**DOCUMENT TEXT**.
Coping with the Challenges of Alzheimer’s Disease

If you or your loved ones are living with Alzheimer’s disease or related dementia, you might be juggling with a life-changing diagnosis of this brain disorder. It is important to know that there are things you can do to make a difference in how you cope with health challenges. 

Alzheimer’s is a neurodegenerative disorder affecting people in their mid-60s or later. Early-onset Alzheimer is considered if it develops before 65. The risk of developing the disease increases rapidly when a patient reaches age 80 or above. It is a progressive brain disease that begins with mild memory loss and possibly leads to losing the ability to understand things and respond to the environment and surroundings.

The causes of Alzheimer’s disease are still not fully understood. It is believed that there likely is not a single cause but several factors that can contribute to this disease. Age is a well-known risk factor for the disease. Genetics may also play a role in developing Alzheimer’s. A healthy lifestyle help reduce the risk of developing this progressive brain disorder. Some long-term studies indicate that a nutritious diet, adequate physical activity, taking Alzheimer’s or dementia medication, not smoking, and limited alcohol consumption may help people. Brain changes can begin years before the first Alzheimer’s symptoms appear. There is growing scientific evidence that a healthy lifestyle has been shown to prevent diabetes, heart disease, and cancer and may also reduce the risk of cognitive impairment. 

 A person holding hands with a caregiver, symbolizing support and resilience in coping with the challenges of Alzheimer's Disease.

Here are different aspects of adjusting to and living as well as possible with Alzheimer’s disorder. 

1. Emotional

Many of us ignore this aspect and directly consider which Alzheimers disease treatment should be opted for, but paying attention to this emotional aspect is extremely important. Dealing with Alzheimer’s disease symptoms can be stressful; therefore, it is important to give yourself time to process this information and adjust to new challenges that come your way. This applies to both those who are affected by the disease as well as the caregiver. Acknowledge your emotions and understand that a range of feelings can be normal to this diagnosis. These include shock, denial, anger, grief, depression, and fear. You may experience all these emotions or just some. There is no order of emotions; you may experience some more frequently than others.

**WORK TO COMPLETE**.
A. Output the passage of the Alzheimer's article between "If you or your" and "with health challenges.", inclusive.
B. Answer these questions using the Alzheimer's article:
(i) Before what age does Alzheimer's disease count as early-onset?
(ii) Which risk factor for the disease is called well-known?
(iii) Which emotions are listed under the emotional aspect?
The records that follow the Alzheimer's article come from a separate source.

**INFORMATION PROVIDED**.
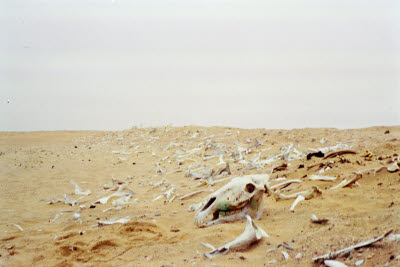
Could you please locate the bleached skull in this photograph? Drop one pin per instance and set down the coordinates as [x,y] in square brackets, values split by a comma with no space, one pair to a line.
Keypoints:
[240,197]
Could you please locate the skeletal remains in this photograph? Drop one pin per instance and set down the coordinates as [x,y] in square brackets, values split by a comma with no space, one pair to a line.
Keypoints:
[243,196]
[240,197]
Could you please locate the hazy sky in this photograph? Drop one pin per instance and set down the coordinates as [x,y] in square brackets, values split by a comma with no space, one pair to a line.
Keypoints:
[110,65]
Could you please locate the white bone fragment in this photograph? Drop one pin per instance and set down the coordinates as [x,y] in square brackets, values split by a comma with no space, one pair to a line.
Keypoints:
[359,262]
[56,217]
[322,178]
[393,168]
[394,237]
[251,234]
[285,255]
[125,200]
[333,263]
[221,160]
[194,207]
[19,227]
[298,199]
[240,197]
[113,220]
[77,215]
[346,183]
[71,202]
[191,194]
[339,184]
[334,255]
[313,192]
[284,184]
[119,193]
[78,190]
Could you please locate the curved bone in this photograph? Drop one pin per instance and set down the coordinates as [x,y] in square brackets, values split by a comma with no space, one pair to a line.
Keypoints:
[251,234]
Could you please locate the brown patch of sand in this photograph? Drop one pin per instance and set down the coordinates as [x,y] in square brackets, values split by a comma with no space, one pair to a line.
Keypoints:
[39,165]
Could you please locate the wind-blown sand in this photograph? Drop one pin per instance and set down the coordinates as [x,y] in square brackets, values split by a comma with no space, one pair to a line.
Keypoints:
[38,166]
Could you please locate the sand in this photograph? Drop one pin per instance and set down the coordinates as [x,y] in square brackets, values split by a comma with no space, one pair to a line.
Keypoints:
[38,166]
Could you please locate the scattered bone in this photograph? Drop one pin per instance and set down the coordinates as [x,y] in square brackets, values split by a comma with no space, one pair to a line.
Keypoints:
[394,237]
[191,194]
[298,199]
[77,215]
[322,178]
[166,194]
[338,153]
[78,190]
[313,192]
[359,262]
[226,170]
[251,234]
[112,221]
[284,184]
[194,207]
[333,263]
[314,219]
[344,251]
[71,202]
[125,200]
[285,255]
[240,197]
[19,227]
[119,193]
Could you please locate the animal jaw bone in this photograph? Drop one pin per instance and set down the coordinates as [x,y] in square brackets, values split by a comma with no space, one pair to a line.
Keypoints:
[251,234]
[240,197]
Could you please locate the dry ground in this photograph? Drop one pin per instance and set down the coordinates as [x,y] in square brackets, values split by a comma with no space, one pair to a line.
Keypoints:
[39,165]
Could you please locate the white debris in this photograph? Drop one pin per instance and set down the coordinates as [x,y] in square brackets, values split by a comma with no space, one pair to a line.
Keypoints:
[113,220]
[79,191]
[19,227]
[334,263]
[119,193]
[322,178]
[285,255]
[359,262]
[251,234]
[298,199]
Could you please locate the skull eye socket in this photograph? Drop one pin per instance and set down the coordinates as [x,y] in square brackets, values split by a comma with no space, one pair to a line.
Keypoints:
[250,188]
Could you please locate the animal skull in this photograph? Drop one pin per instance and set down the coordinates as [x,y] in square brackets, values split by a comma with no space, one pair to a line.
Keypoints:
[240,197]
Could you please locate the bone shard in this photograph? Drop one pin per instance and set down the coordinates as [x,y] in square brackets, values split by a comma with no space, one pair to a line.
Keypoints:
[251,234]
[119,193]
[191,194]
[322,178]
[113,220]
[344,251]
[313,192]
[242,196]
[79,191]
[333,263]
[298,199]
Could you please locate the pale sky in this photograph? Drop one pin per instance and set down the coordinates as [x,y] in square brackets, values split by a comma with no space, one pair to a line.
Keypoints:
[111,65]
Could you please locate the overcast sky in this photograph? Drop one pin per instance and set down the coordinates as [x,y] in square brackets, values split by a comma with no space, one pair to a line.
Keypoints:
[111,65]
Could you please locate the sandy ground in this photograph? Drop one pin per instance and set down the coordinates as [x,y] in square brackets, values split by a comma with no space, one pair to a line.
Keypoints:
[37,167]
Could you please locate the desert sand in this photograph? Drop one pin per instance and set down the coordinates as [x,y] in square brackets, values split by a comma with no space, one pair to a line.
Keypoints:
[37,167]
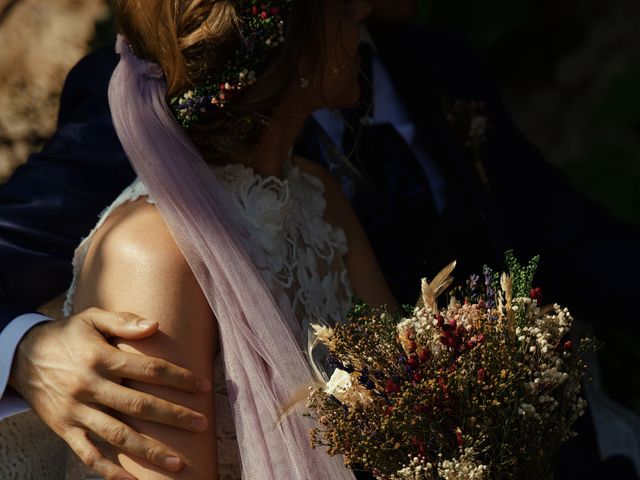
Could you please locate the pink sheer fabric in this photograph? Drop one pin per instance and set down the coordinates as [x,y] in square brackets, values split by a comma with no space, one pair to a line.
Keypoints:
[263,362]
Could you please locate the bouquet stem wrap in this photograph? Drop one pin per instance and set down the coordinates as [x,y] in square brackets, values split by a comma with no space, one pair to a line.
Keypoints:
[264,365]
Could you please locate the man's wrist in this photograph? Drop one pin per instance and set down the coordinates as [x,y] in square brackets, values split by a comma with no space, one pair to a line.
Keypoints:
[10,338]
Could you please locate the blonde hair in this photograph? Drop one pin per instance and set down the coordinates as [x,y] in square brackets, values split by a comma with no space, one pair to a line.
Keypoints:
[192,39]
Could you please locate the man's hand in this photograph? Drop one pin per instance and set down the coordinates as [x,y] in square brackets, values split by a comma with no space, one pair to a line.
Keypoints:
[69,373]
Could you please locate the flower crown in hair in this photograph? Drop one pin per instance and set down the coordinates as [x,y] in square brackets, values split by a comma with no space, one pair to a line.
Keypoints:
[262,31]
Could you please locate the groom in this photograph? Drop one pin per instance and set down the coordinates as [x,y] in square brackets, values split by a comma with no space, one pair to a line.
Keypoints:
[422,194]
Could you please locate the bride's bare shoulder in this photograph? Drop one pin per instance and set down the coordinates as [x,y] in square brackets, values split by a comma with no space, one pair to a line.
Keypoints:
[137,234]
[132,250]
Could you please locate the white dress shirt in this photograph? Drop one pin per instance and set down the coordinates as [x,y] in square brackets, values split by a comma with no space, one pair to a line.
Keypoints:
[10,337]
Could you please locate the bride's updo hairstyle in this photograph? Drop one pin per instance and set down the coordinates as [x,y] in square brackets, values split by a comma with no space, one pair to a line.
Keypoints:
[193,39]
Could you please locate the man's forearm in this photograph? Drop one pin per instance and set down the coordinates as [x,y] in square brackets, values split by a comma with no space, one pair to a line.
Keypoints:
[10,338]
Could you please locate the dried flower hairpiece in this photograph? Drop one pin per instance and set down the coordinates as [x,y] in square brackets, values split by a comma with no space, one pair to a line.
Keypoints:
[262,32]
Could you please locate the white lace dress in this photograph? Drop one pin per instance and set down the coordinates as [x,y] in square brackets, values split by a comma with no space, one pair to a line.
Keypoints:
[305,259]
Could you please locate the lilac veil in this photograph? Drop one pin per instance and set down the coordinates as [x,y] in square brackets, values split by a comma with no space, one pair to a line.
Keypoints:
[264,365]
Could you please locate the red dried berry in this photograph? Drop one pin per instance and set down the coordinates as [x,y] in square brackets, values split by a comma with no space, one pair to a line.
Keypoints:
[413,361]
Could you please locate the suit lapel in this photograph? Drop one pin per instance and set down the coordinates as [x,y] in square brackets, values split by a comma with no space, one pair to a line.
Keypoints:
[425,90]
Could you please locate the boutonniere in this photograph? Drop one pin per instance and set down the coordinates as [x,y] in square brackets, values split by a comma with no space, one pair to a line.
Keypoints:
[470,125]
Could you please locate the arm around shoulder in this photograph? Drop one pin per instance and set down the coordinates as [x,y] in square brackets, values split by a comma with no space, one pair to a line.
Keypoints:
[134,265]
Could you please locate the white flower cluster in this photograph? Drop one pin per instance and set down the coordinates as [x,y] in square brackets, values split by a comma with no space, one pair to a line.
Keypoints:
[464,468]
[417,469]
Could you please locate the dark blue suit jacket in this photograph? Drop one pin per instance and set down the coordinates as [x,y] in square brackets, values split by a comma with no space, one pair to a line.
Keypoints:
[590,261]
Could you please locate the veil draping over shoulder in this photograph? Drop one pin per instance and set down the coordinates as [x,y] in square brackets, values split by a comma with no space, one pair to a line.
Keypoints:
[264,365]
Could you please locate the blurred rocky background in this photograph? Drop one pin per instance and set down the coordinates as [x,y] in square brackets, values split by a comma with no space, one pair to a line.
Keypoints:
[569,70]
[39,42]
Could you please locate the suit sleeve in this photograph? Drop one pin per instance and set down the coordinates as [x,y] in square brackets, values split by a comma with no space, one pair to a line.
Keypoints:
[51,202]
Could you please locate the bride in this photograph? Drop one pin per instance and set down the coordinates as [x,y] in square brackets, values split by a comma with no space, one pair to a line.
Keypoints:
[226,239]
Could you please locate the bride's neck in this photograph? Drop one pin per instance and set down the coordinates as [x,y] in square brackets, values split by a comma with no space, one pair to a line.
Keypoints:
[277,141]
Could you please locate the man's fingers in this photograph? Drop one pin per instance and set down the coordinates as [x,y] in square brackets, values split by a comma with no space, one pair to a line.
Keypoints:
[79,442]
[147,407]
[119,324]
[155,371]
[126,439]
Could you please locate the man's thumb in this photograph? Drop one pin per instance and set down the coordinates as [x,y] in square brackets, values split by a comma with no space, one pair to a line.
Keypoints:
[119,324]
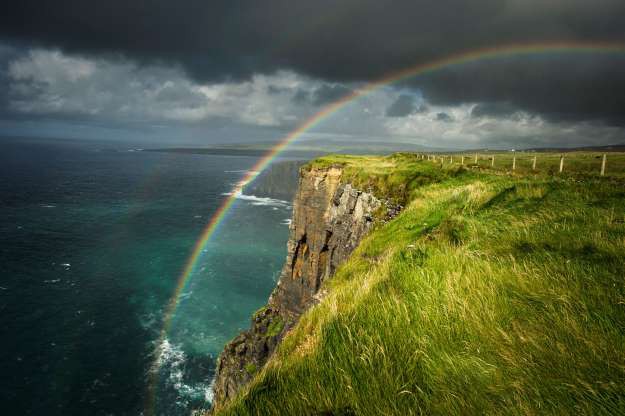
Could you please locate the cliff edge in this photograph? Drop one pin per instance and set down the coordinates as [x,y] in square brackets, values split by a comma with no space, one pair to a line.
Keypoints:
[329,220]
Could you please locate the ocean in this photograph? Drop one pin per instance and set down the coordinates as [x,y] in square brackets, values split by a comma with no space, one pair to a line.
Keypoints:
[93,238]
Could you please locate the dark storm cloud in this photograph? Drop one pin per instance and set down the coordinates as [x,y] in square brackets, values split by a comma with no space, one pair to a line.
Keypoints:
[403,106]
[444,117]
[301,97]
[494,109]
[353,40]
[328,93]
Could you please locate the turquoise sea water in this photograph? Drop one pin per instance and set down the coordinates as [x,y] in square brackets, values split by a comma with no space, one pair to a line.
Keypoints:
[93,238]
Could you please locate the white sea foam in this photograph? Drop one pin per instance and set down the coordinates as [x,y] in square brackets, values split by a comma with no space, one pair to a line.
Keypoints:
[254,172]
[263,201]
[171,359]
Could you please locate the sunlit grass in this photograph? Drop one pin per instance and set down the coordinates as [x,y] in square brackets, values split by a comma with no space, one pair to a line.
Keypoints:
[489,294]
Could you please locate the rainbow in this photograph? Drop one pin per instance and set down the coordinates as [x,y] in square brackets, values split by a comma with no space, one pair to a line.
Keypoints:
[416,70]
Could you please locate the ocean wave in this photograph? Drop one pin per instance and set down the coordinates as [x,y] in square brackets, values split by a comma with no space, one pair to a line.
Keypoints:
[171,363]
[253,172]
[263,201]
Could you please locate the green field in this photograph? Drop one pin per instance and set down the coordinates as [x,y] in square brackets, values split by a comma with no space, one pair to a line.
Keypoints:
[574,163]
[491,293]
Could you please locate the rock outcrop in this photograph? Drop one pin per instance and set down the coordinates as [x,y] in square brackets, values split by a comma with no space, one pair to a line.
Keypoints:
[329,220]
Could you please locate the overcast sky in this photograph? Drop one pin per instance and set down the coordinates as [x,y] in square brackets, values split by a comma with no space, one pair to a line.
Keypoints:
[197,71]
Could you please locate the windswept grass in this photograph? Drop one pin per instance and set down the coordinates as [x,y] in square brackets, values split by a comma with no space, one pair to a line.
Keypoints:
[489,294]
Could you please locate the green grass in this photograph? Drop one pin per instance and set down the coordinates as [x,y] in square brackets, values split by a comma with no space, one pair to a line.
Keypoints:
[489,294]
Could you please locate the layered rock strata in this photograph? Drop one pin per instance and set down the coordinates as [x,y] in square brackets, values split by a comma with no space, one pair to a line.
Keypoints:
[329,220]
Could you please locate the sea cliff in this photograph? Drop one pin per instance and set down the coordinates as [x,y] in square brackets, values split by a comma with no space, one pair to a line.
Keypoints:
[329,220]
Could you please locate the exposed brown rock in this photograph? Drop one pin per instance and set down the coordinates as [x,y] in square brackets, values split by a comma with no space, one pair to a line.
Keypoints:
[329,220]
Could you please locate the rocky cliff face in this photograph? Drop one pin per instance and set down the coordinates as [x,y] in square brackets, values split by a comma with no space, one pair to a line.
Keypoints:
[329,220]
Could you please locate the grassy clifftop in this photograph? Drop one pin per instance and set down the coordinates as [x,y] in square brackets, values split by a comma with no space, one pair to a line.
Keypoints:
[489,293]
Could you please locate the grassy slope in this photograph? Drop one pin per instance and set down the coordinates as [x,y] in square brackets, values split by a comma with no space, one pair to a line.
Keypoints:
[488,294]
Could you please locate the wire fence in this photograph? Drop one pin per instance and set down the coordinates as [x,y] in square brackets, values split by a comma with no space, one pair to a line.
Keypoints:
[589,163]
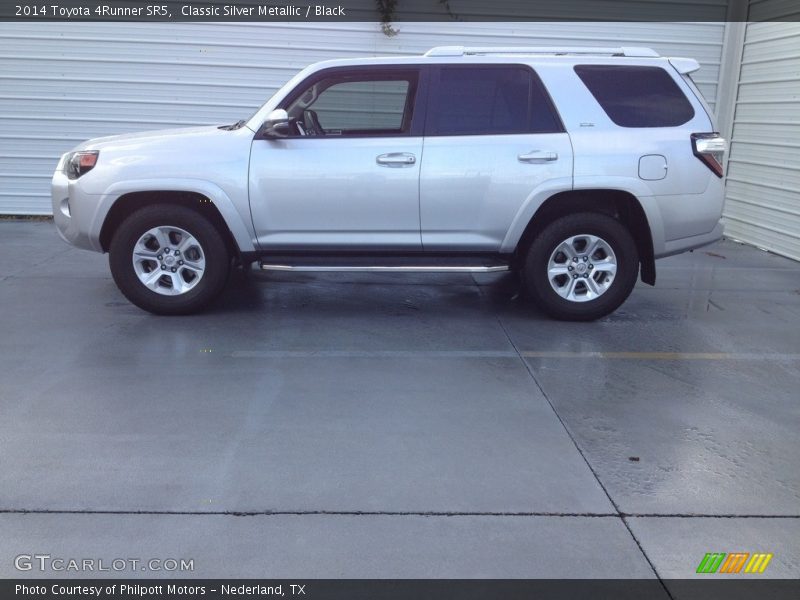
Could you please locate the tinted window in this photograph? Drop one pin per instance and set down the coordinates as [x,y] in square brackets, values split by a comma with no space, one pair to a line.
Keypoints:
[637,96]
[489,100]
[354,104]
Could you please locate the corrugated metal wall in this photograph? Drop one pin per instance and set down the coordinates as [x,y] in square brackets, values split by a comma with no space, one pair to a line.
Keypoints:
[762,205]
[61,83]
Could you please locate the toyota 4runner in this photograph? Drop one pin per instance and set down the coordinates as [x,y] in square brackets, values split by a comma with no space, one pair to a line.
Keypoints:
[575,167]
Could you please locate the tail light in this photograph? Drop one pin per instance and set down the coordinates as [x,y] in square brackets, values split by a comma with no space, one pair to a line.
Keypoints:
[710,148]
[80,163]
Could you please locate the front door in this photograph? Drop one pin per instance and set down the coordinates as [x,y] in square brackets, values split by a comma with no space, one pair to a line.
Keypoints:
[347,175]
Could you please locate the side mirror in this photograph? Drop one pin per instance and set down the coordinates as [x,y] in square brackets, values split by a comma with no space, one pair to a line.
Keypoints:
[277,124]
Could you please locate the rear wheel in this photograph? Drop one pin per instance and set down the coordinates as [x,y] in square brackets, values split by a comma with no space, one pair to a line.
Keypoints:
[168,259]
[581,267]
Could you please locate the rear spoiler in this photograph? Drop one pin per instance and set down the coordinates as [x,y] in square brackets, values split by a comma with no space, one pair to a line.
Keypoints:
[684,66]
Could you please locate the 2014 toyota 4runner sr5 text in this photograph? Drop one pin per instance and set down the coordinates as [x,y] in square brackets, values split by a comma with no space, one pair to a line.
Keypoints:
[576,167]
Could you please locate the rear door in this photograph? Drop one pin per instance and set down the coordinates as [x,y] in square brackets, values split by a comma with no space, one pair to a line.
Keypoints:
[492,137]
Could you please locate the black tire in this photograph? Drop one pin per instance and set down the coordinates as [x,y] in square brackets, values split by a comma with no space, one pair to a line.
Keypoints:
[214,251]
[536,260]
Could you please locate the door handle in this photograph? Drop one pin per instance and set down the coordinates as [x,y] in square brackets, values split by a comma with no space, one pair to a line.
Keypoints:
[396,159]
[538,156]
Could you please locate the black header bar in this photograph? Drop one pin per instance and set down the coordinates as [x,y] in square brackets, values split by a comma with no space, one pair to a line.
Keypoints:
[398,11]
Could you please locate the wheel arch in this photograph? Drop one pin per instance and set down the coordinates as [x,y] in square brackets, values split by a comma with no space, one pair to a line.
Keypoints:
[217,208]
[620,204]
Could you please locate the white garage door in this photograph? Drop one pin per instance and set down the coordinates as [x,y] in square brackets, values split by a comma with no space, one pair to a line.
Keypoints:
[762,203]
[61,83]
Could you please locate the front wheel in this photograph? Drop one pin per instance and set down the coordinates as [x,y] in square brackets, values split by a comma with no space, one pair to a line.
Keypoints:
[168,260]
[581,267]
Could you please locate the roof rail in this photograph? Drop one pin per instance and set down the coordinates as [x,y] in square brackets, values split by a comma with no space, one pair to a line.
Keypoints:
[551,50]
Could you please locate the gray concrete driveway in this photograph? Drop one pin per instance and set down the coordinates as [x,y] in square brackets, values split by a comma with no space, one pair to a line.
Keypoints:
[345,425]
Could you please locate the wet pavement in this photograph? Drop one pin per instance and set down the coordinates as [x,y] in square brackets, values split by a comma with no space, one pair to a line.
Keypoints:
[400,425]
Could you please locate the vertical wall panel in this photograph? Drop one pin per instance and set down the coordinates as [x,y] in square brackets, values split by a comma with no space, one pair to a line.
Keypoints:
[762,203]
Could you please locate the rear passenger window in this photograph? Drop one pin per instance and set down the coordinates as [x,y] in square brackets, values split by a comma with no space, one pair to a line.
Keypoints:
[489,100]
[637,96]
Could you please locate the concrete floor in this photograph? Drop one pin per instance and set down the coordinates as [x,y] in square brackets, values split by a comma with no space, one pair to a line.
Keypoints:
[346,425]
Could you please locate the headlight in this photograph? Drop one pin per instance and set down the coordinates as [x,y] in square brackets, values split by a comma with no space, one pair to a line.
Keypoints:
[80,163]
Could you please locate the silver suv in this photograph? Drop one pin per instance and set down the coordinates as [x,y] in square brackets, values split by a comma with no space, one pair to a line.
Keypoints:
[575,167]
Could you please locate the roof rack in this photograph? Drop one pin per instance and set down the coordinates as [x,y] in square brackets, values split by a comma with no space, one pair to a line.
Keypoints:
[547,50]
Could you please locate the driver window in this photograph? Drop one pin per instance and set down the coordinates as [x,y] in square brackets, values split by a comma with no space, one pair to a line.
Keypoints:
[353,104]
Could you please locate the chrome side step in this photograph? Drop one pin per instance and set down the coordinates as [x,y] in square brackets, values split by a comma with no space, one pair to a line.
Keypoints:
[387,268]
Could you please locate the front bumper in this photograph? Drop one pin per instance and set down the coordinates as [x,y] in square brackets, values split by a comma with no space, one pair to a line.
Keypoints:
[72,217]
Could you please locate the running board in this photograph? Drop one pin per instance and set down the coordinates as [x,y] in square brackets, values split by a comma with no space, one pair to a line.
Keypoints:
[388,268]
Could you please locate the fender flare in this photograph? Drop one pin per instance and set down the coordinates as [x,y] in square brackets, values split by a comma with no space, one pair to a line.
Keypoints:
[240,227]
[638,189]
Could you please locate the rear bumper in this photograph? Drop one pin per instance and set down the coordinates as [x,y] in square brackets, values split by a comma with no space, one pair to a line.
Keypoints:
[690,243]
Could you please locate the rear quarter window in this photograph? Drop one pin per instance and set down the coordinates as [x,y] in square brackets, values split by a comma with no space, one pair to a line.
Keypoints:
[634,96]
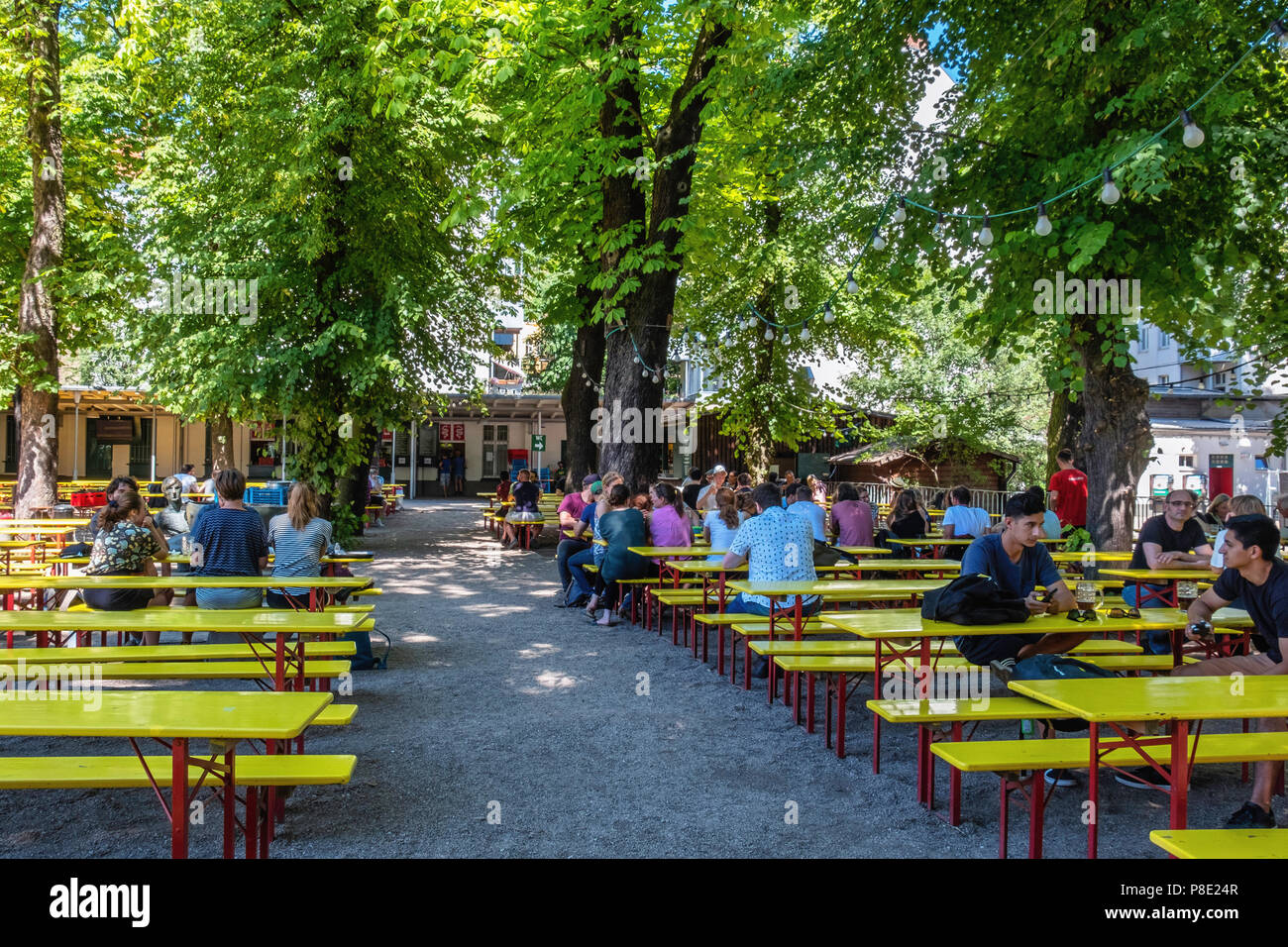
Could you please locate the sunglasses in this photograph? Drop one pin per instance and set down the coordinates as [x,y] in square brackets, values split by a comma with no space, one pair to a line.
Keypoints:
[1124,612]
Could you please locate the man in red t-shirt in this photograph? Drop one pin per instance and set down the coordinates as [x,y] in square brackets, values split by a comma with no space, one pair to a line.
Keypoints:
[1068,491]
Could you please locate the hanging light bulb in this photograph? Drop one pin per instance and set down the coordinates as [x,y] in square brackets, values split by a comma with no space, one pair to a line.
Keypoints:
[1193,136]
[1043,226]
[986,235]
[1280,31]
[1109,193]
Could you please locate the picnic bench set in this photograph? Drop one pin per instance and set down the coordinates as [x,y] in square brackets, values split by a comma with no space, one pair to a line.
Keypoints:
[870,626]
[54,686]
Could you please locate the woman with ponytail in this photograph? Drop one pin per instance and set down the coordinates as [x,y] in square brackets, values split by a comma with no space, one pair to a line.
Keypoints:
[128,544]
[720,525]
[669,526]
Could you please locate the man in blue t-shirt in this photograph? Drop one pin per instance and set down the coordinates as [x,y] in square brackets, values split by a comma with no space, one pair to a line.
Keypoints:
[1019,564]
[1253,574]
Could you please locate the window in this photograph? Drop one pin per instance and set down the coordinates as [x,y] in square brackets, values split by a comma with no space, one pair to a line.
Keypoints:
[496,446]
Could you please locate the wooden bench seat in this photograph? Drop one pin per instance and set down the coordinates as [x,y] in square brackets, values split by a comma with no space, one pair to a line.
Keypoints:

**ANSWERS BY TASK**.
A.
If you or your loved ones are living with Alzheimer’s disease or related dementia, you might be juggling with a life-changing diagnosis of this brain disorder. It is important to know that there are things you can do to make a difference in how you cope with health challenges.

B.
(i) 65
(ii) Age
(iii) Shock, denial, anger, grief, depression, and fear